= Task =
Output the records below as a numbered list, with no blank lines and no pictures.
--- Excerpted records ---
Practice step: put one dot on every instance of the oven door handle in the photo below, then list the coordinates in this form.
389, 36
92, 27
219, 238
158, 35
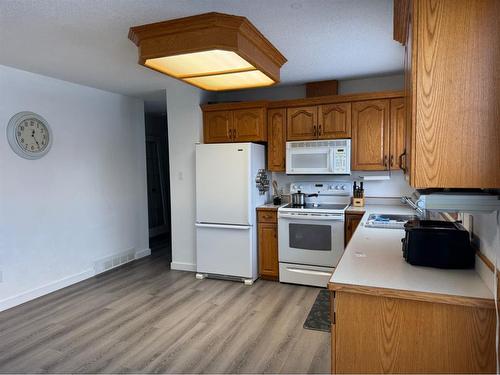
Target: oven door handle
308, 272
312, 217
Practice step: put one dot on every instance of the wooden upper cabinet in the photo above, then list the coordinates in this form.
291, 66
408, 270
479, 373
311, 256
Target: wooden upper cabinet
---
= Task result =
1. Practice step: put one dot on every instance of the oven door handle in the photo below, then list the coordinates in this form.
2. 389, 36
3. 92, 27
4. 219, 238
5. 158, 35
6. Target: oven door handle
7. 308, 272
8. 312, 217
9. Practice step: put one dot on every instance of the wooden upper cabinet in the photo above, then list the coordinates in this form.
10. 291, 66
11. 408, 270
12. 479, 373
13. 311, 256
14. Target: wooden upper cabinet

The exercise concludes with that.